Арт

Большой театр Беларуси в поиске своего пути

1257 Ольга Борщева

Новый сезон в беларусской филармонии открылся фрагментами из опер «Тарас Бульба» Яначека и «Мазепа» Чайковского, а в Оперном театре – «Пиковой дамой». Высокое искусство, как оказывается, вполне может идти в ногу с политической конъюнктурой. «Журнал» разбирался, что сегодня представляют собой беларусские опера и балет, и соответствуют ли они эстетическому запросу общества и духу современности.

Международный театральный форум «ТЕАРТ» открывается в Большом театре Беларуси «премьерой» «Жар-птицы». Это – реконструкция «русской хореографической сказки», созданной Стравинским, Фокиным и группой художников на заре XX века по заказу Дягилева для «Русских сезонов». Постановку уже в то время, когда работа над ней ещё только велась, упрекали в неспособности заинтересовать своей проблематикой взрослых людей, недостаточной разработке драматического действия, нехватке актуальности. Александр Бенуа писал: «Хуже всего – что герой балета, Иван Царевич, случайно попадающий в погоне за огненной птицей в запретные сады Кащея, и полюбившаяся ему царевна – Ненаглядная краса, остались, в сущности, чуждыми и далёкими для зрителя. Это – трафаретные фигурки из картона, а не живые существа; им не веришь, и болеть за них невозможно».

И сейчас на фотографиях с репетиций – привычные лубочные картинки, которые в своё время проектировались для того, чтобы представить западным зрителям сусально-экзотический образ русской культуры. Это кажется тем более странным, если принять во внимание, что есть своя, оригинальная версия «Жар-птицы», предложенная Валентином Елизарьевым, от которой театр решил отказаться.

Открывая театральный форум подобной «премьерой», Большой театр Беларуси репрезентирует себя скорее как замшелый провинциальный традиционный музей, а не живая, ведущая диалог с современностью творческая лаборатория. Сегодня театр делает ставку, скорее, на зрелищность, масштабные декорации и реконструкции в традиционном ключе, а не пытается генерировать новые смыслы, в том числе, используя классическое наследие для осмысления проблем, с которыми сталкивается современный человек и конкретное беларусское общество.

В качестве параллели «Жар-птице» может рассматриваться постановка «осенней сказочки» Римского-Корсакова «Кащей Бессмертный», где настолько интенсивно используется компьютерная графика, что иногда появляется ощущение, что находишься на деревенской дискотеке со светомузыкой.

☆ ☆ ☆ ☆

--- Что требуется ---
Извлеките из статьи о Большом театре Беларуси фрагмент, который начинается со слов «Открывая театральный форум» и заканчивается словами «конкретное беларусское общество.», без изменений. Эти данные здесь никакой роли не играют.

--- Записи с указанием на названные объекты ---
☆ ☆ ☆ ☆

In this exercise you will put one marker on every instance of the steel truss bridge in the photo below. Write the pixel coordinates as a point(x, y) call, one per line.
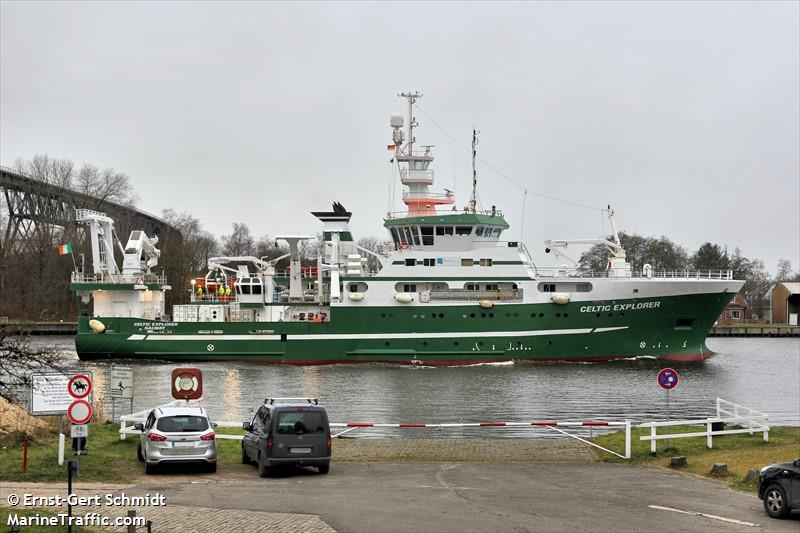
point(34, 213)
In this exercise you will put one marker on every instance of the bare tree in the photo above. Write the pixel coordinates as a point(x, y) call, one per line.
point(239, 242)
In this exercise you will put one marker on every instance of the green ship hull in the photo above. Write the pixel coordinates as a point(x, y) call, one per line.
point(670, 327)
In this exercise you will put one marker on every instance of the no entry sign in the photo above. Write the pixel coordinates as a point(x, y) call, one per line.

☆ ☆ ☆ ☆

--- Ответ на задание ---
Открывая театральный форум подобной «премьерой», Большой театр Беларуси репрезентирует себя скорее как замшелый провинциальный традиционный музей, а не живая, ведущая диалог с современностью творческая лаборатория. Сегодня театр делает ставку, скорее, на зрелищность, масштабные декорации и реконструкции в традиционном ключе, а не пытается генерировать новые смыслы, в том числе, используя классическое наследие для осмысления проблем, с которыми сталкивается современный человек и конкретное беларусское общество.